[Dataset excerpt]
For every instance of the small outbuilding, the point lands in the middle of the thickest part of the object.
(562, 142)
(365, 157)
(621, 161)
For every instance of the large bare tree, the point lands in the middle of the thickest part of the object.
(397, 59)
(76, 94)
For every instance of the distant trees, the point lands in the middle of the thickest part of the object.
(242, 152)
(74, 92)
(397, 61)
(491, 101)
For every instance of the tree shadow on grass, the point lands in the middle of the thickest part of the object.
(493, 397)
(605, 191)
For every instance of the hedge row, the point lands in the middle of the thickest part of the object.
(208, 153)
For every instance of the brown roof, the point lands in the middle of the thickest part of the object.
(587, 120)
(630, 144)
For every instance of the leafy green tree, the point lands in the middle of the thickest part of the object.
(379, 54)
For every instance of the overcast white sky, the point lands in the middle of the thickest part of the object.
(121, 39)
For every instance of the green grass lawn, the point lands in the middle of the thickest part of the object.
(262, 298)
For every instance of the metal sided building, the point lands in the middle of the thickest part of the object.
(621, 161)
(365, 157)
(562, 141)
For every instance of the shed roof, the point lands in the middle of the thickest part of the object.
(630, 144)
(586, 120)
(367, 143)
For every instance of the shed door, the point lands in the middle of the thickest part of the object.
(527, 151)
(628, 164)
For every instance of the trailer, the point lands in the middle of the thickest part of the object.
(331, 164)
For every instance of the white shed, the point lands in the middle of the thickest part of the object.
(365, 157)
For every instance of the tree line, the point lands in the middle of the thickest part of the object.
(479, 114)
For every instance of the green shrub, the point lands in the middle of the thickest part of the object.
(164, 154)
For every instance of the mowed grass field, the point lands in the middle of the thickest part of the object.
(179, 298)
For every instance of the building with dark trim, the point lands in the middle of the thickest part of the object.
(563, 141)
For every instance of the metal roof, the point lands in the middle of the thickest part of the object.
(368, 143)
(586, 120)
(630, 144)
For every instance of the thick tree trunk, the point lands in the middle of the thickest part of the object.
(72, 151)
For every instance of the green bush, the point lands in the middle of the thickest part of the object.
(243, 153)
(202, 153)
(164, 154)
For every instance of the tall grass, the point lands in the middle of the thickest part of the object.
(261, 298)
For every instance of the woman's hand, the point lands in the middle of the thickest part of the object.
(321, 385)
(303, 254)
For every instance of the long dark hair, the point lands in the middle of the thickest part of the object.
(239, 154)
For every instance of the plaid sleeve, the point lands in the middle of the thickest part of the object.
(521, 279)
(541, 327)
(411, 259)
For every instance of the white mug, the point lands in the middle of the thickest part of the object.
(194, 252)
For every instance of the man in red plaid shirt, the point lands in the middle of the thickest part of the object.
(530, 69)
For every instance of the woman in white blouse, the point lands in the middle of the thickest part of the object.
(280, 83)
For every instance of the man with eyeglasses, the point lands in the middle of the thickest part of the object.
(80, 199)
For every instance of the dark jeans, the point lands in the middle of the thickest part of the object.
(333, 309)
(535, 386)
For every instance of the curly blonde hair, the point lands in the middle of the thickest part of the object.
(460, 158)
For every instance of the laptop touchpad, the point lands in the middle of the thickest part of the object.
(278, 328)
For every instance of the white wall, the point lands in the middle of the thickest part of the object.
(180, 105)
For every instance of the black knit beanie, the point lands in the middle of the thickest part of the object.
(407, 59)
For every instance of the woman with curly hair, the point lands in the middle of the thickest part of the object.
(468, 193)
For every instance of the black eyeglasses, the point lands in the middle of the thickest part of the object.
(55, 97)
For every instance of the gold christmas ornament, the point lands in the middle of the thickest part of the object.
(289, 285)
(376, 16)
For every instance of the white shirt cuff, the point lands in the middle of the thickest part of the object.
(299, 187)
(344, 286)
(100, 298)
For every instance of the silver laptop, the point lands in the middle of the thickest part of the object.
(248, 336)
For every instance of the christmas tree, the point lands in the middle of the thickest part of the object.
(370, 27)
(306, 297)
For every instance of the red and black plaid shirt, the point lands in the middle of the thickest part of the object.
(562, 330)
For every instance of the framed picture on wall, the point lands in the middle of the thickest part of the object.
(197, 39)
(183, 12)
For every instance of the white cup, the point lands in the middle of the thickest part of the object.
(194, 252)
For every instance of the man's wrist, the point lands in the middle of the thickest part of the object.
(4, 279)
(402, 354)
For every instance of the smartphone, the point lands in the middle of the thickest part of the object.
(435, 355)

> _TASK TO CARRY OUT_
Reproduce the data shown above exactly.

> _COMPLETE RESPONSE_
For every instance of the small outbuilding, the point lands in the middle of the thickest part of the object.
(562, 142)
(365, 157)
(621, 161)
For every instance of the large bare tree, the point lands in the middle of the thickest part of the object.
(397, 59)
(76, 94)
For every instance of the distant trees, the point lands in the middle of the thickest part of the object.
(242, 152)
(74, 92)
(397, 61)
(491, 101)
For every instance of the tree shadow on grass, the point lands in the middle of the thickest part of the object.
(493, 397)
(605, 191)
For every instance of the hedge row, the point lands in the middle of the thickest part of the object.
(208, 153)
For every instance of the brown roof, the point lands in the middle of the thickest part of the object.
(587, 120)
(630, 144)
For every instance of the leafy green tree, the point lands in the middle of the thickest part of the object.
(379, 54)
For every instance of the overcast white sky, the point lands in the middle of the thickest part of the object.
(121, 39)
For every instance of the green grass lawn, the point lands in the middle of the thickest part of the object.
(262, 298)
For every instance of the metal sided building, the point lands in the middle of the thickest part of the object.
(621, 161)
(365, 157)
(562, 141)
For every instance of the shed roof, the point lands in the middle of the thickest part of the object.
(630, 144)
(586, 120)
(367, 143)
For every instance of the shed door, the point lands in the middle of the thickest part of the object.
(527, 151)
(628, 164)
For every instance of the trailer, the point lands in the middle of the thickest part of the object.
(331, 164)
For every instance of the white shed, the point lands in the middle of the thickest part of the object.
(365, 157)
For every instance of the tree line, the point lands in the middle of the thickest part of the object.
(479, 114)
For every instance of the green shrub, the point lands in the middle of the thickest part of the object.
(164, 154)
For every instance of the mowed grass field, the point lands in the middle of the thickest part of the object.
(179, 298)
For every instance of the building with dark trim, the point lands in the middle of the thickest part of the object.
(563, 141)
For every instance of the metal roof, the point lands in the middle of the thickest part of the object.
(368, 143)
(586, 120)
(630, 144)
For every instance of the thick tree trunk, the point lands in the middle of the thickest part of the object.
(72, 151)
For every instance of the green bush, the point lands in the middle of the thickest part of the object.
(243, 153)
(202, 153)
(164, 154)
For every instance of the tall grass, the point lands in the middle of the thickest part of the object.
(261, 298)
For every instance of the woman's hand, the point lands in the middle of the thickest part of the object.
(321, 385)
(303, 254)
For every instance of the long dark hair, the point lands in the middle of the thickest part of the object.
(239, 154)
For every instance of the plaid sleeve, the point lands in the middle of the thickest part of the object.
(521, 279)
(541, 327)
(411, 259)
For every instance of the white mug, the point lands in the middle of the thickest part of the object.
(194, 252)
For every instance of the man in red plaid shirt, the point lands in the middle of the thickest part of the object.
(530, 69)
For every instance of the woman in white blouse, the point lands in the middle of the thickest part of the object.
(280, 83)
For every instance of the man with eyeglasses, the point lands in the middle of the thickest part of the object.
(80, 199)
For every instance of the dark jeans, the point lands in the middle of the thickest part of the object.
(333, 309)
(535, 386)
For every instance of the curly blonde hair, the point lands in the middle of the thickest part of the object.
(460, 158)
For every instance of the laptop touchpad, the point lands in the middle of the thickest part of the object.
(278, 328)
For every instance of the white wall, the point lands in the middle of the thickest part of the object.
(180, 105)
For every instance of the black knit beanie, the point lands in the middle of the thickest part of the object.
(407, 59)
For every instance of the woman with curly hair, the point lands in the middle of the thickest part of the object.
(468, 193)
For every instance of the black eyeglasses, the point lands in the middle of the thickest part of the object.
(55, 97)
For every instance of the gold christmas ornament, the point lands in the middle of the thickest part of the object.
(289, 285)
(376, 16)
For every instance of the white shirt cuff, the point lands in the middle of the thickest part of the object.
(299, 187)
(344, 286)
(100, 298)
For every instance of the silver laptop, the point lands in the middle of the thickest part of the object.
(248, 336)
For every instance of the christmas tree, the point lands in the middle of the thickest part of the object.
(370, 27)
(306, 297)
For every instance of the red and black plaid shirt, the point lands in the middle of the thickest part of the object.
(562, 330)
For every instance of the framed picture on wall, the point lands in the middle of the thickest part of the object.
(197, 39)
(183, 12)
For every instance of the white cup, the point lands in the middle of the thickest part of the object.
(194, 252)
For every instance of the man's wrist, the point lands in the middle of the thickest part of the object.
(4, 279)
(402, 354)
For every instance of the smartphone, the point lands in the middle of the thickest part of the object.
(435, 355)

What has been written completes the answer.